*TASK OBJECTIVE*: The expected output is exactly the lines below, starting at the line with "Each instance of the orange" and ending at the line with "Each instance of the sunlit", both included; no other line belongs in it.

*RECORDS SHOWN*:

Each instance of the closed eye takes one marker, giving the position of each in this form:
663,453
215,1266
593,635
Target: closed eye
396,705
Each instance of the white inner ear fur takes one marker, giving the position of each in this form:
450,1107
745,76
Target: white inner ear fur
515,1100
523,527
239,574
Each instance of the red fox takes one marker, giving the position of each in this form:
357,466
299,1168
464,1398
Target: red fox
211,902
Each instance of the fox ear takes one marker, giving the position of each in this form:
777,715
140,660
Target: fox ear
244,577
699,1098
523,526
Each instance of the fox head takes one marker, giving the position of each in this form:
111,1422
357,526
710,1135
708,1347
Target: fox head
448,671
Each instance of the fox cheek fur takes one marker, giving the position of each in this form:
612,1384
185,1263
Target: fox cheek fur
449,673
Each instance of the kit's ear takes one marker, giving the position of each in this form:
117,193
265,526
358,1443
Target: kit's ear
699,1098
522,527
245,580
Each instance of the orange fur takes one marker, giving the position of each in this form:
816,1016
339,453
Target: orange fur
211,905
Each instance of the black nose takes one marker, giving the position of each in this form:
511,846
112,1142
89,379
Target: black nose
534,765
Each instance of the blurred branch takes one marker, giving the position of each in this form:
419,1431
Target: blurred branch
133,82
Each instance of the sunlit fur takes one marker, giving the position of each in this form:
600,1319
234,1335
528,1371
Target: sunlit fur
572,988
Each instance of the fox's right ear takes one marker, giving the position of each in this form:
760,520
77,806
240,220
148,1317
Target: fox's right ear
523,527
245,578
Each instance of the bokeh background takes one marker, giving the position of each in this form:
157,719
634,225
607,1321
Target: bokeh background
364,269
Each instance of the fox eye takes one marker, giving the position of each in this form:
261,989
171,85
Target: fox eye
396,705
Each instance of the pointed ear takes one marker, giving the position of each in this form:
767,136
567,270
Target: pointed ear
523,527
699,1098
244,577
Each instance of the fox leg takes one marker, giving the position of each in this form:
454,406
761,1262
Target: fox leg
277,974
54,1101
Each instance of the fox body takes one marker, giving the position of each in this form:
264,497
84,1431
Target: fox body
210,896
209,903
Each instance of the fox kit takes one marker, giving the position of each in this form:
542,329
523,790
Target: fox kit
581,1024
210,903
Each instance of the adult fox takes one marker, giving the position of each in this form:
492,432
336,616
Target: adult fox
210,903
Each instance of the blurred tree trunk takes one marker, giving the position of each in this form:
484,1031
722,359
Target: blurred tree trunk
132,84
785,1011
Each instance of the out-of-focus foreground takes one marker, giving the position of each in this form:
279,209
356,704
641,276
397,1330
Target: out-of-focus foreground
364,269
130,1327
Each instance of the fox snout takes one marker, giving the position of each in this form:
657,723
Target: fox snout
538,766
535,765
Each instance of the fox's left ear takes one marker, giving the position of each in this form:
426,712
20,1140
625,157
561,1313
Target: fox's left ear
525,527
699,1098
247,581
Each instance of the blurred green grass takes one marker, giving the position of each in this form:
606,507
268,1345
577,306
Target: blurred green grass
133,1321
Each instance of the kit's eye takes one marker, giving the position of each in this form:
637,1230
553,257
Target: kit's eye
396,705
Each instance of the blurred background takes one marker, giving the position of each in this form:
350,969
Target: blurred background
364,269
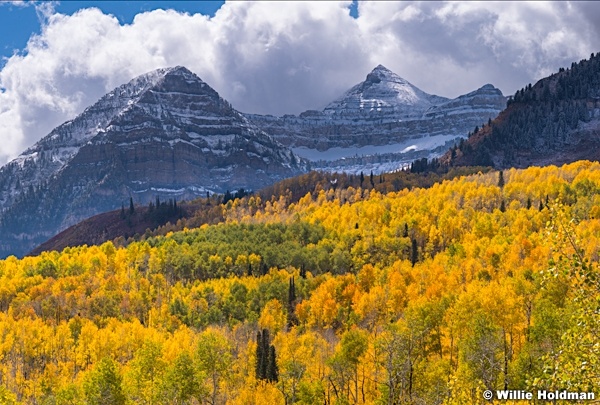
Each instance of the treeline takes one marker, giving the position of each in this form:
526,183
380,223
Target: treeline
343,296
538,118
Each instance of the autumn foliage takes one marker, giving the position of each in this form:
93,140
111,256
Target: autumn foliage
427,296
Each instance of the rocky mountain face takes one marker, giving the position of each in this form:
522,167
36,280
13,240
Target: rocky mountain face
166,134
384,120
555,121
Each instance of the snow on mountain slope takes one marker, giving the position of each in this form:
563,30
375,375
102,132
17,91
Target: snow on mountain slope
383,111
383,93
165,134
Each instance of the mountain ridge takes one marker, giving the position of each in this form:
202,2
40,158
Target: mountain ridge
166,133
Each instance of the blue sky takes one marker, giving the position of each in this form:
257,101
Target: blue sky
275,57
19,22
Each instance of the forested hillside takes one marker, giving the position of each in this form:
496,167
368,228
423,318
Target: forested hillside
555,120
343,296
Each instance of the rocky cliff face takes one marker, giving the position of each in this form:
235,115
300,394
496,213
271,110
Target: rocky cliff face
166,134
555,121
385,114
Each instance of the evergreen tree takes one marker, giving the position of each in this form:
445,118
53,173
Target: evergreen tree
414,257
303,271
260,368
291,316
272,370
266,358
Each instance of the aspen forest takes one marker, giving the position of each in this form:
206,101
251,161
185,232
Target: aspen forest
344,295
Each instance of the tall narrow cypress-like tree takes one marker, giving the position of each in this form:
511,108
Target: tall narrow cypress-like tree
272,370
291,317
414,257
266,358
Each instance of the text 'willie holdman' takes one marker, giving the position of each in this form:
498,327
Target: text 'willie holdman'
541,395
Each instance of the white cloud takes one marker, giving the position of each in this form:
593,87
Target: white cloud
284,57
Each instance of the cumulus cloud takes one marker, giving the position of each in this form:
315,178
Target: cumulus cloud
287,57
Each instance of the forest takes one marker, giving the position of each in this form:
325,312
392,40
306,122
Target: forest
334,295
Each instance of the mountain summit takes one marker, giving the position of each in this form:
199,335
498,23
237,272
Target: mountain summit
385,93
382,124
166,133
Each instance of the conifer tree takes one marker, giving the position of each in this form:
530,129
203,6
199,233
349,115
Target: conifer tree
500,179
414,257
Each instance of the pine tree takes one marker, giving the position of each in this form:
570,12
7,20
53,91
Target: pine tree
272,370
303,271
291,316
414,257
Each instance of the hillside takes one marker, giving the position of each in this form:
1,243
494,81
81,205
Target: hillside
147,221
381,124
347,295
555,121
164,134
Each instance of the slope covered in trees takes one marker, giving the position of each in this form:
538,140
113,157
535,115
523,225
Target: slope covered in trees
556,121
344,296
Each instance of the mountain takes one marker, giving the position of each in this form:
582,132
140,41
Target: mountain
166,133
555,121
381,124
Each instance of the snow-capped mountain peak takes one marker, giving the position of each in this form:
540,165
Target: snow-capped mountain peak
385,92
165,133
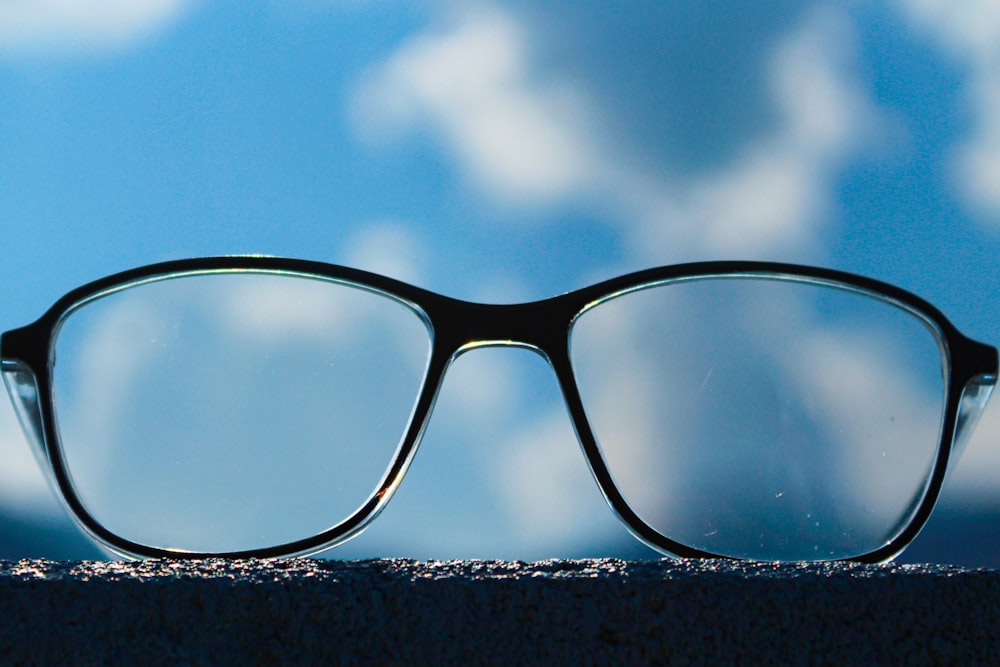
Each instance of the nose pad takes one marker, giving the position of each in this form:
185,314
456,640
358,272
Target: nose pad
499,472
--
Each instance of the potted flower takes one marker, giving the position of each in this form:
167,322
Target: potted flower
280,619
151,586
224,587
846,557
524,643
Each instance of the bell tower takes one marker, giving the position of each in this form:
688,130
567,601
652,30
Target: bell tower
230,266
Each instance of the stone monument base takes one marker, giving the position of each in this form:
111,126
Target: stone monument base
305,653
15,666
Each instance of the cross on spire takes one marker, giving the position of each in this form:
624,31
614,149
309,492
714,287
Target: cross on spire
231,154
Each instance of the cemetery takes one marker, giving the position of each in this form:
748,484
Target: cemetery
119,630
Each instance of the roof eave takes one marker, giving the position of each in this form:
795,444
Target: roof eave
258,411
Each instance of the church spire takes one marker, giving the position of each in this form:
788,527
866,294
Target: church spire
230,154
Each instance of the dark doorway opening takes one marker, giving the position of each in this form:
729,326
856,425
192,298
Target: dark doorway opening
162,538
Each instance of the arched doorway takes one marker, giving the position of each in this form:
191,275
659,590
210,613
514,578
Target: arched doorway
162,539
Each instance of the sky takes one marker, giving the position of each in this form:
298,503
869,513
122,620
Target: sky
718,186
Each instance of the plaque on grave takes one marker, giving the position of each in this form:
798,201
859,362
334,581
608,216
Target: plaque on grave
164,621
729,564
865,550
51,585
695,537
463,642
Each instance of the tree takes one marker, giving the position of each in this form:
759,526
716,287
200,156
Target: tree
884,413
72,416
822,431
* * *
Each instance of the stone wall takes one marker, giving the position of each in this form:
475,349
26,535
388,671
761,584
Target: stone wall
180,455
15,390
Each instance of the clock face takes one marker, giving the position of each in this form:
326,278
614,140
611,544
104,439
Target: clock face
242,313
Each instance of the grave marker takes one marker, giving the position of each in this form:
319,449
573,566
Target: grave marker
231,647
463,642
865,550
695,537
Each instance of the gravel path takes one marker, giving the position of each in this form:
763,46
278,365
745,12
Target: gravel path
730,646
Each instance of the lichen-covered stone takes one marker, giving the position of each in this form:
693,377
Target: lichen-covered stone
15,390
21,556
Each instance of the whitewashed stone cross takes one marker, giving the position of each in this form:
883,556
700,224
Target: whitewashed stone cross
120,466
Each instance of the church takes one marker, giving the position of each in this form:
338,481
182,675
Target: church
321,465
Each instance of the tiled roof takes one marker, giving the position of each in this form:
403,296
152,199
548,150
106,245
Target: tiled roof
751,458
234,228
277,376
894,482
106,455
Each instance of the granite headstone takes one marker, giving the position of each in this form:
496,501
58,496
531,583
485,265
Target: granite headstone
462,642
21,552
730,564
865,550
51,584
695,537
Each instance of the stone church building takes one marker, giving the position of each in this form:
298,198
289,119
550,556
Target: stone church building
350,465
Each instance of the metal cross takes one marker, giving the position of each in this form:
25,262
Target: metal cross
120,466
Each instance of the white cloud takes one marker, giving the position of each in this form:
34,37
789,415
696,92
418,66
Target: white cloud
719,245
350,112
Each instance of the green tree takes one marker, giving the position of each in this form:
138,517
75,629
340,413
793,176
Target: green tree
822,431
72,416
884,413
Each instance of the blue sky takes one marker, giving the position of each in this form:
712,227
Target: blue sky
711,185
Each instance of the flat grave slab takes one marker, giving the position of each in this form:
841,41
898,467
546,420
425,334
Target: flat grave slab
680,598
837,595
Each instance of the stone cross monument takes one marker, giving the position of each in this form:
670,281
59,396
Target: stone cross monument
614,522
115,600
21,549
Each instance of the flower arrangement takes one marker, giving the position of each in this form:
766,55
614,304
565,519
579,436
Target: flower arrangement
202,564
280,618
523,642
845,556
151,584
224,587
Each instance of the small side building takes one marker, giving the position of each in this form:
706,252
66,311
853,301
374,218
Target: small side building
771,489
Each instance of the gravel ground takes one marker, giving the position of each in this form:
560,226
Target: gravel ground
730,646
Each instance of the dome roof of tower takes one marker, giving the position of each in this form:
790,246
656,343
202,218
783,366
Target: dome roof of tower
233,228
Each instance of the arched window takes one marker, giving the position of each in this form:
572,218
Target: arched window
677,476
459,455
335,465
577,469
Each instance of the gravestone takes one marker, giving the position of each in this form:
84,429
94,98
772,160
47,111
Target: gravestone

*ANSWER TO THIS PROBLEM*:
Each instance of the orange fur takes one marker, giving the position of each in this form:
816,1016
339,453
Target: orange fur
211,905
Each instance of the black nose takes one marker, giving the position of each in this form:
511,846
112,1142
89,379
Target: black nose
534,765
Each instance of the blurred branch takes one marker, giving the position of each in this form:
419,1431
Target: blurred branch
133,82
Each instance of the sunlit fur takes one marker, giving the position of each in this form:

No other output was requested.